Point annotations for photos
☆ ☆ ☆ ☆ ☆ ☆ ☆

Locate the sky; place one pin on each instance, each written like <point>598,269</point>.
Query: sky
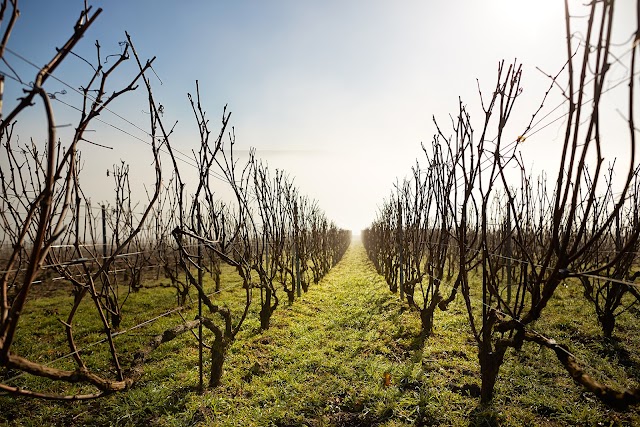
<point>340,94</point>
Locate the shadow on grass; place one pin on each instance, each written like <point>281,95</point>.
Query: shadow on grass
<point>484,416</point>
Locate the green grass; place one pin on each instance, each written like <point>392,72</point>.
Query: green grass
<point>324,360</point>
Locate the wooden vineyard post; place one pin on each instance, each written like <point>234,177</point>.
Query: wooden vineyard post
<point>200,262</point>
<point>295,243</point>
<point>509,256</point>
<point>400,251</point>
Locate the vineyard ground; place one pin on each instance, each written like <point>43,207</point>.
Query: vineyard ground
<point>344,354</point>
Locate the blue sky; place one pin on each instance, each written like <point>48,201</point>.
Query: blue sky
<point>338,93</point>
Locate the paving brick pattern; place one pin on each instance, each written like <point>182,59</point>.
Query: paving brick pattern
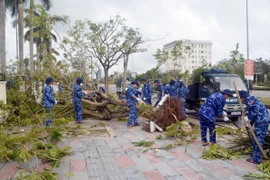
<point>116,158</point>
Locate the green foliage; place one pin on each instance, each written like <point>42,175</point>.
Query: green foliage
<point>256,176</point>
<point>46,175</point>
<point>144,143</point>
<point>181,130</point>
<point>218,152</point>
<point>228,131</point>
<point>159,137</point>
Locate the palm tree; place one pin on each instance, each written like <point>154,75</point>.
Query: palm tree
<point>42,36</point>
<point>16,7</point>
<point>2,36</point>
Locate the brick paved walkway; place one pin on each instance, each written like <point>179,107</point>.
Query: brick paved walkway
<point>116,158</point>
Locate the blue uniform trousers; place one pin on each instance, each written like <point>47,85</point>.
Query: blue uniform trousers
<point>133,115</point>
<point>207,125</point>
<point>49,116</point>
<point>183,106</point>
<point>260,131</point>
<point>78,111</point>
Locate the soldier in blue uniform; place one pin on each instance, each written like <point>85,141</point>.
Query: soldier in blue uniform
<point>49,101</point>
<point>77,100</point>
<point>172,89</point>
<point>182,93</point>
<point>146,92</point>
<point>160,90</point>
<point>132,102</point>
<point>259,119</point>
<point>212,108</point>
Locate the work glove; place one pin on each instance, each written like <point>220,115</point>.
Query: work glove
<point>226,118</point>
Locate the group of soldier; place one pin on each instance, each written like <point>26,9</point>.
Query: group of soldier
<point>175,89</point>
<point>258,115</point>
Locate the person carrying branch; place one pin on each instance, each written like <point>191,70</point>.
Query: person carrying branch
<point>146,92</point>
<point>49,101</point>
<point>132,104</point>
<point>259,118</point>
<point>160,90</point>
<point>212,108</point>
<point>77,99</point>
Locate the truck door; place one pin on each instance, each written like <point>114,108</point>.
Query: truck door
<point>206,88</point>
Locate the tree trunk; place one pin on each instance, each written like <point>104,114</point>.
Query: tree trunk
<point>31,43</point>
<point>20,24</point>
<point>126,57</point>
<point>2,37</point>
<point>106,72</point>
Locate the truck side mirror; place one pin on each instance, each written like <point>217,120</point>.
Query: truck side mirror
<point>217,86</point>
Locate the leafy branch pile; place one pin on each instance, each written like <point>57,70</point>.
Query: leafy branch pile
<point>219,152</point>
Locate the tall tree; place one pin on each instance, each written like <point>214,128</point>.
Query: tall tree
<point>133,39</point>
<point>104,41</point>
<point>16,9</point>
<point>2,36</point>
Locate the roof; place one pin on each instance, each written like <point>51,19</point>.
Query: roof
<point>186,41</point>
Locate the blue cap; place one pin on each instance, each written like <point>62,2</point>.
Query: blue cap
<point>172,82</point>
<point>243,94</point>
<point>49,80</point>
<point>228,92</point>
<point>79,80</point>
<point>135,82</point>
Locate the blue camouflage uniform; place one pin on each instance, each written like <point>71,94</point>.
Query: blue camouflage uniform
<point>172,90</point>
<point>77,100</point>
<point>259,118</point>
<point>182,92</point>
<point>48,101</point>
<point>212,107</point>
<point>160,89</point>
<point>131,101</point>
<point>146,93</point>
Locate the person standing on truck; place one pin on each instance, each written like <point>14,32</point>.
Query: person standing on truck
<point>172,89</point>
<point>77,99</point>
<point>212,107</point>
<point>149,82</point>
<point>259,117</point>
<point>132,104</point>
<point>48,101</point>
<point>146,92</point>
<point>160,90</point>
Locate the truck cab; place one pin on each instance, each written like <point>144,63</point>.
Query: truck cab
<point>215,81</point>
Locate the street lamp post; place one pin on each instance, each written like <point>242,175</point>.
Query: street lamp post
<point>247,29</point>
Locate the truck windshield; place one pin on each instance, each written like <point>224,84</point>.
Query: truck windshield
<point>227,83</point>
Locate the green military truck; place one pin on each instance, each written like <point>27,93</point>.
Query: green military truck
<point>215,81</point>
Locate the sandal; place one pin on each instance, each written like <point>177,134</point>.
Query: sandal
<point>251,161</point>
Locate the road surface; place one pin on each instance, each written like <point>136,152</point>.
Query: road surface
<point>261,94</point>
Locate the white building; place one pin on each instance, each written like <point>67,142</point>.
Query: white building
<point>200,53</point>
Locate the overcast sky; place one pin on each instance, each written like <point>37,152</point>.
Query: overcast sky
<point>220,21</point>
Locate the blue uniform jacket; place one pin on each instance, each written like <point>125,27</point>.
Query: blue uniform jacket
<point>212,107</point>
<point>160,89</point>
<point>131,91</point>
<point>257,112</point>
<point>48,98</point>
<point>146,91</point>
<point>77,93</point>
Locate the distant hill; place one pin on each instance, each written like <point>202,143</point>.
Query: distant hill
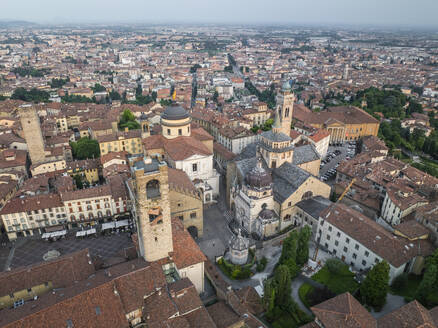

☆ ☆ ☆ ☆ ☆ ☆ ☆

* _Exercise directions_: Rescale the material from the line containing "Locate the road" through the end, writing all of those lines again, requests included. Multiply every point coordinate in the answers by 1.4 and round to whole numbers with halves going up, but leave the coordinates in the requests' format samples unchanged and omit the pictures.

* _Answer below_:
Locate the road surface; place one pin on each instance, each written like <point>136,152</point>.
Query: road surface
<point>365,132</point>
Locate the white building; place one pin on each instance, each written like <point>67,142</point>.
Query: white building
<point>280,74</point>
Locate the overcast sky; place one pin on each instance, each written like <point>37,152</point>.
Query: overcast sky
<point>308,29</point>
Locate the blue uniform jacket; place one pin on each instance, each written like <point>125,27</point>.
Query: blue uniform jacket
<point>297,150</point>
<point>224,125</point>
<point>183,127</point>
<point>360,157</point>
<point>67,137</point>
<point>204,127</point>
<point>108,130</point>
Locate the distant hill; place one pin on each instance, each written like <point>202,143</point>.
Query: distant hill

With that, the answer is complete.